Instrucciones:
(A) Responde con el pasaje sobre los mártires:
(i) ¿En qué fecha se pronunció la homilía de Monseñor Romero que se cita?
(ii) ¿En qué caso pidió Fray Cosme que se abriera su testamento?
(iii) ¿Qué hace falta recuperar para no renunciar al sueño de un país reconciliado y en paz?
(B) Resume en dos oraciones el pasaje sobre los mártires.
(C) Continúa el pasaje sobre los mártires a partir de su última oración.

Fragmento del documento:
----------
La misma idea expresó Monseñor Romero en la misa exequial del Padre Rutilio y sus compañeros: “El amor verdadero es el que trae a Rutilio Grande en su muerte, con dos campesinos de la mano. Así ama la Iglesia; muere con ellos y con ellos se presenta a la trascendencia del cielo. Los ama, y es significativo que mientras el Padre Grande caminaba para su pueblo, a llevar el mensaje de la misa y de la salvación, allí fue donde cayó acribillado. Un sacerdote con sus campesinos, camino a su pueblo para identificarse con ellos, para vivir con ellos, no una inspiración revolucionaria, sino una inspiración de amor y precisamente porque es amor lo que nos inspira, hermanos”. Y añadió, dirigiéndose a los asesinos: “¿Quién sabe si las manos criminales que cayeron ya en la excomunión están escuchando en un radio allá en su escondrijo, en su conciencia, esta palabra? Queremos decirles, hermanos criminales, que los amamos y que le pedimos a Dios el arrepentimiento para sus corazones, porque la Iglesia no es capaz de odiar, no tiene enemigos. Solamente son enemigos, los que se le quieren declarar; pero ella los ama y muere como Cristo: ¿Perdónalos, Padre, porque no saben lo que hacen’” (Homilía, 14 de marzo 1977). Fray Cosme nos dio la misma lección, cuando en su breve testamento, que pidió abrir “en caso de una muerte inesperada”, estaba el texto que todos conocemos: “Presiento que, de un momento a otro, personas fanáticas me pueden quitar la vida. Pido al Señor que, a momento oportuno, me dé fortaleza para defender los derechos de Cristo y de la Iglesia. Morir mártir sería una gracia que no merezco. De antemano perdono y pido al Señor la conversión de los autores de mi muerte”. |
- La Iglesia martirial es una Iglesia en camino
Nuestros mártires pueden ayudarnos a recuperar la memoria y la esperanza para que no renunciemos al sueño de un país reconciliado y en paz, un país como lo quiere nuestro Dios: justo, fraterno y solidario. Para ello hace falta recuperar “el espíritu de los Acuerdos de Paz” y la “hoja de ruta” que allí se trazó.
----------
(Registros extraídos)
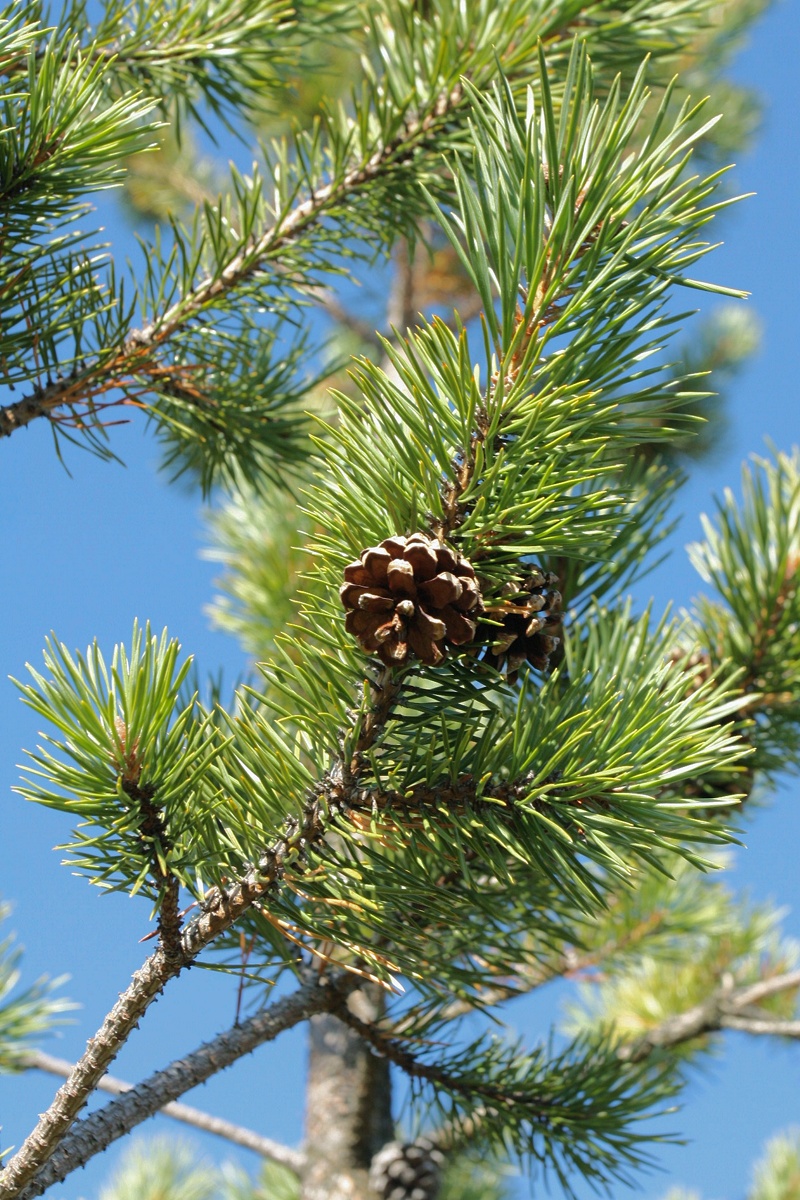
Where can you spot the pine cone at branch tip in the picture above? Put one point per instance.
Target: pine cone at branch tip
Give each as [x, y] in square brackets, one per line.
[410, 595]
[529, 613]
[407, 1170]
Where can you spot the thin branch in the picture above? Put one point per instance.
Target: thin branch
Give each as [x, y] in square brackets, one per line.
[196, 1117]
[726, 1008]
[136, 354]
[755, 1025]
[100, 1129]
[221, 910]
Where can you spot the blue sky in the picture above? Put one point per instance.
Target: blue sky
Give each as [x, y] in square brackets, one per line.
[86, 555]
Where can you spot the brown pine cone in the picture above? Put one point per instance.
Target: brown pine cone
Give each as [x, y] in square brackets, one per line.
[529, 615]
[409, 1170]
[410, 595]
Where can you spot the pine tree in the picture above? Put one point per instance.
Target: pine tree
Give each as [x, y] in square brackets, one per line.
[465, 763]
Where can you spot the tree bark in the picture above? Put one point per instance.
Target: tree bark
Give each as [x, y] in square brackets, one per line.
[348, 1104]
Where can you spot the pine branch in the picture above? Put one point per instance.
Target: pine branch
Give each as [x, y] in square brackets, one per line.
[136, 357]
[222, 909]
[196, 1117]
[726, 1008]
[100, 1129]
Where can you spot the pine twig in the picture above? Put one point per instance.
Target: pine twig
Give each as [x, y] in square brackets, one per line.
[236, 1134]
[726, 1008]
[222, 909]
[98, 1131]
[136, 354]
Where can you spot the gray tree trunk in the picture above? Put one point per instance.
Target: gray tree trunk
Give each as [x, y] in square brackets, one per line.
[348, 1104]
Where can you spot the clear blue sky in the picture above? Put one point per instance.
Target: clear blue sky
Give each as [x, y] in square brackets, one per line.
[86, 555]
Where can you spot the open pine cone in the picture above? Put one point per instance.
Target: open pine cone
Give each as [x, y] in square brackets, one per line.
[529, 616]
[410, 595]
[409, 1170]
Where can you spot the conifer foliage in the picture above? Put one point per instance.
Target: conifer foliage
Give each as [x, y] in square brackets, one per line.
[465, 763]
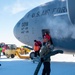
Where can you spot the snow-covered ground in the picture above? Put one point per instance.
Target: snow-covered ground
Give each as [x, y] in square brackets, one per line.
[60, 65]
----------
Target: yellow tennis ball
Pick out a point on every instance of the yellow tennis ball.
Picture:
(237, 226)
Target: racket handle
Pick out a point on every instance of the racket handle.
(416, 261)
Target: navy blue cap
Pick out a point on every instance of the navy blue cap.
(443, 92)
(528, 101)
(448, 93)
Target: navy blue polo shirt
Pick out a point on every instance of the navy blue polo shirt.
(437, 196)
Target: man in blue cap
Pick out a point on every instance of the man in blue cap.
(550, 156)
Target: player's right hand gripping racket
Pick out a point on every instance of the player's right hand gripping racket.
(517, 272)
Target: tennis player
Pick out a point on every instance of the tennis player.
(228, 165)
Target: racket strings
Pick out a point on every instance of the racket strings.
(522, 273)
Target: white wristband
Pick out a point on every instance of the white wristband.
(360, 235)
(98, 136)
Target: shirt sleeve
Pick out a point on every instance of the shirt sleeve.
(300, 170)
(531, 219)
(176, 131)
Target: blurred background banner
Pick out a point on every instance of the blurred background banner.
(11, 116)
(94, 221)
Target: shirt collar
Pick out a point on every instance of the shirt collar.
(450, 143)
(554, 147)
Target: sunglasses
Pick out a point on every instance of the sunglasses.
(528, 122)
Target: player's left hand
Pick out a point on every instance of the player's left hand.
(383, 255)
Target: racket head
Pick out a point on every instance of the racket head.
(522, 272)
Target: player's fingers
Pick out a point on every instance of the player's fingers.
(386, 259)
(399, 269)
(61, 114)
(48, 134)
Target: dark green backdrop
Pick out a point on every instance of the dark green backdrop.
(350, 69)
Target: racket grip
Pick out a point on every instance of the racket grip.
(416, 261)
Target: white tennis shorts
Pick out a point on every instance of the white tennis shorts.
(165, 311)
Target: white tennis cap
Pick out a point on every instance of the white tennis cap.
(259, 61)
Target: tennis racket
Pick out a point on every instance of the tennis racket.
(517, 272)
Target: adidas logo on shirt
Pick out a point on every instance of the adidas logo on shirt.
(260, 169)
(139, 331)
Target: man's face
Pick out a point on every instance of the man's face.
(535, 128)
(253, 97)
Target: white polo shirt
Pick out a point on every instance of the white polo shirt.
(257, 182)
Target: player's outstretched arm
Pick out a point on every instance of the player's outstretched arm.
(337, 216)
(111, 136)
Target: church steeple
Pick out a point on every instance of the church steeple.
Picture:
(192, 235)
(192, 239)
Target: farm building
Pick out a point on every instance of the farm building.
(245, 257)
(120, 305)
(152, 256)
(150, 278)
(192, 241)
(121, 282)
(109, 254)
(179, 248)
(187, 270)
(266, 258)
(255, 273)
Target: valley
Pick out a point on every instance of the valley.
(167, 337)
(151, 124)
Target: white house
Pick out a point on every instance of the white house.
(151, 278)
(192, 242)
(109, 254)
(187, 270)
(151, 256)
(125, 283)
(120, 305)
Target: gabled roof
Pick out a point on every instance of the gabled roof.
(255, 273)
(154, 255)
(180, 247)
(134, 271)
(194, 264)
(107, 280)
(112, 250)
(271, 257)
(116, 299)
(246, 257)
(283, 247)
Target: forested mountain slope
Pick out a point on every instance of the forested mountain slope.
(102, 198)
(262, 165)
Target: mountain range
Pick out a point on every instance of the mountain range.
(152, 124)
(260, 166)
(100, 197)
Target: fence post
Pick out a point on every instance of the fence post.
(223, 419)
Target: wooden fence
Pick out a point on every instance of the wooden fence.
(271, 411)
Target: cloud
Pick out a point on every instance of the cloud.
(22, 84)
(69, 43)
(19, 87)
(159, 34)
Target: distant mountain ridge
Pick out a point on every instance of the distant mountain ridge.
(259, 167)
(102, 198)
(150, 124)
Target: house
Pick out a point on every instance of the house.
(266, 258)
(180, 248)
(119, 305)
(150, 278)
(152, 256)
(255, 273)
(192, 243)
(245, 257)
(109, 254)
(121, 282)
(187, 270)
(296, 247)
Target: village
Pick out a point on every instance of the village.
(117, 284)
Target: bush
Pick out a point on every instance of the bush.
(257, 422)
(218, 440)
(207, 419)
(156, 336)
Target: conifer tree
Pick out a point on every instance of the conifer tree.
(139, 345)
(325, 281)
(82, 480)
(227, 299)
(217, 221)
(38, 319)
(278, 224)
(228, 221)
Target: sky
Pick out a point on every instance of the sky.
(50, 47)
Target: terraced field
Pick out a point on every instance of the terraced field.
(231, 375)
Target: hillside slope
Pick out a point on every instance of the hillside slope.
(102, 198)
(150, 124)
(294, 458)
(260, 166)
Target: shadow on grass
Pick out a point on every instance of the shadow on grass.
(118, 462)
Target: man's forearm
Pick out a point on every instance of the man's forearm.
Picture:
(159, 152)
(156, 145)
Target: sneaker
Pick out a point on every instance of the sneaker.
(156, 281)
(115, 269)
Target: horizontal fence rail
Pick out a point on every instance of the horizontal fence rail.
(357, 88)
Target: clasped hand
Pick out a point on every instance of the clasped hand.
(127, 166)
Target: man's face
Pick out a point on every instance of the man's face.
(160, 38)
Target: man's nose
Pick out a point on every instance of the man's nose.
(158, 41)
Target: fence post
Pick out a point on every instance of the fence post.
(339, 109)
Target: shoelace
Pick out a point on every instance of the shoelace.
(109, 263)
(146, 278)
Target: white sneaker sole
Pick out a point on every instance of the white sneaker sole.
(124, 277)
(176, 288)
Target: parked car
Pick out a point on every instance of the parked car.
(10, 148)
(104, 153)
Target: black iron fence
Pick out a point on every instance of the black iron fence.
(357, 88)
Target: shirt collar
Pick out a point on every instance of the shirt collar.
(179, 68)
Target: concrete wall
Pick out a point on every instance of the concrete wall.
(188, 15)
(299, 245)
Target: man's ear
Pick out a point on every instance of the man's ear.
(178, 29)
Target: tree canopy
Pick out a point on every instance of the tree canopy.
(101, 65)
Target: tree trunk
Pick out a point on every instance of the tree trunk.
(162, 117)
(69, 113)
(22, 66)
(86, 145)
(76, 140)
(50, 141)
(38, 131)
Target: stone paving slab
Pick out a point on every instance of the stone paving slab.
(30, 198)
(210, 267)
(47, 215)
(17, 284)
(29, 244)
----------
Respuestas en orden:
(A)
(i) El 14 de marzo de 1977.
(ii) En caso de una muerte inesperada.
(iii) El espíritu de los Acuerdos de Paz y la hoja de ruta que allí se trazó.

(B) En la misa exequial del Padre Rutilio Grande, Monseñor Romero presentó su muerte junto a dos campesinos como expresión del amor de la Iglesia y dijo a los asesinos que la Iglesia los ama y pide a Dios su arrepentimiento, y Fray Cosme, en su testamento, perdonó de antemano a los autores de su muerte. Los mártires pueden ayudar a recuperar la memoria y la esperanza de un país reconciliado y en paz, y para ello hace falta recuperar el espíritu de los Acuerdos de Paz.

(C)
Y hace falta que quienes nos profesamos discípulos y discípulas de Jesucristo, miembros todos del “santo pueblo fiel de Dios”, nos convirtamos en testigos creíbles, es decir, en una Iglesia martirial, una Iglesia de testigos. ¿Cómo es la Iglesia martirial que sueña el Papa Francisco? El Santo Padre la describe de distintas maneras: es una Iglesia que “vive la dulce alegría de evangelizar”; una Iglesia en salida; una Iglesia que sale a la calle, corriendo el riesgo de tener un accidente; una Iglesia “hospital de campaña”; una Iglesia que muestre el rostro de Dios Padre: cercano, tierno y misericordioso; una Iglesia que hace presente el Reino de Dios; una Iglesia donde todos se sientan “en casa”; “una Iglesia pobre para los pobres”.
Soñemos esta noche en una Iglesia martirial y sinodal, en la que todos caminemos juntos hacia esa meta que llamamos el Reino de Dios, reino de justicia, de amor y de paz que nuestros mártires han construido con la efusión de su sangre. Una Iglesia en camino no se detiene nunca. Y el camino es Jesucristo. María, nuestra Señora de la Paz encabeza nuestra peregrinación. Que ella nos lleve a Jesús, el único Salvador del Mundo, camino, verdad y vida.